In the article below on speculative investment products, what market value does it give for prediction markets?

──────── Text for analysis

Are You an Investor or a Sucker?

June 1, 2026

PT Barnum famously said, “there is a sucker born every minute”.  If he were still around, he would love the new investment “products” that have become multi-billion-dollar business categories since the great recession. Here are my three favorites:

  • Crypto in its purest forms — meme coins, non-fungible tokens (NFTs). Current market value of meme coins only:  $38 billion 
  • Prediction markets — Polymarket, Kalshi, PredictIt have quadrupled in the last 12 months to a market value of $68 billion 
  • Zero-day options — now roughly half of all S&P 500 options volume. 

Each of these is clothed in language of legitimate investment markets but none has any basis in reality.

For readers who do not geek out on Bloomberg and The Economist, like I do, crypto in its purest forms is perpetual future bets on tokens created in a digital blockchain.  They exist solely to be traded and your “investment” bets that someone else will pay you more than you paid for…um, nothing.

────────────────
──────── Available data

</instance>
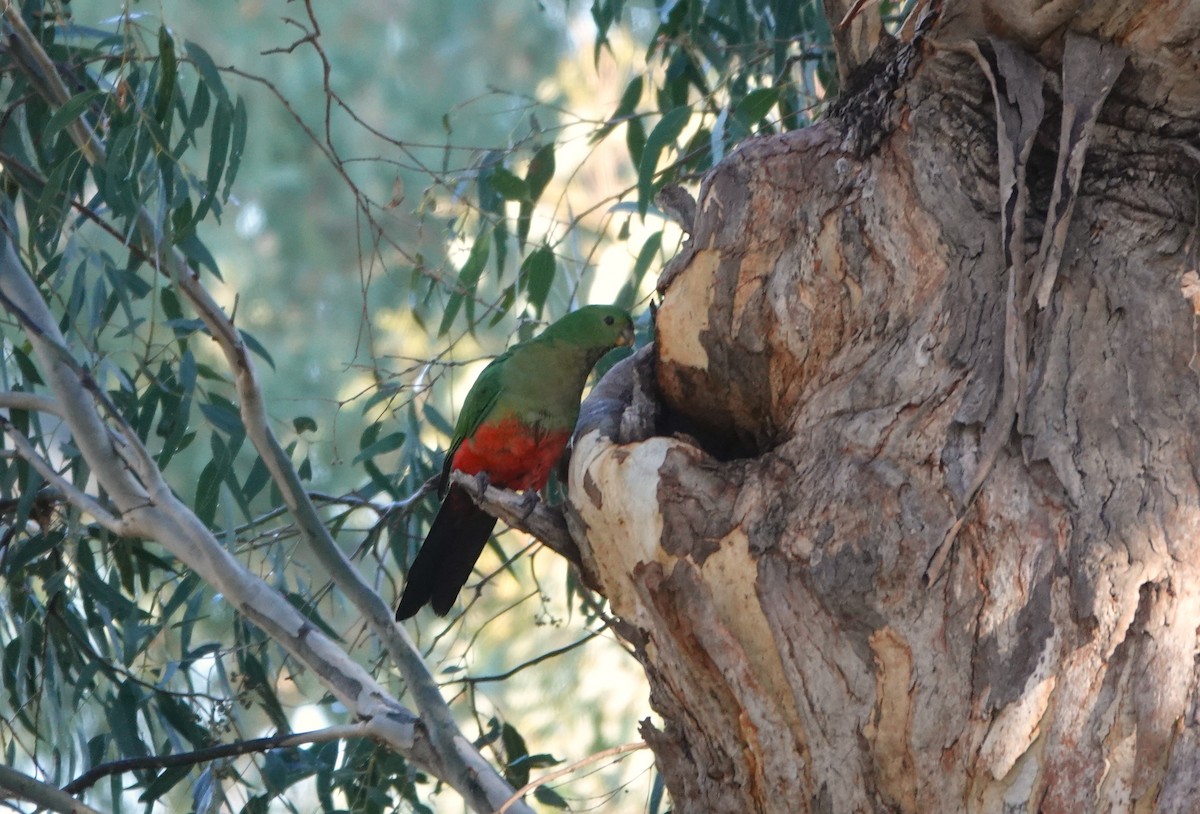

────────────────

Response area:
$68 billion, after quadrupling in the last 12 months.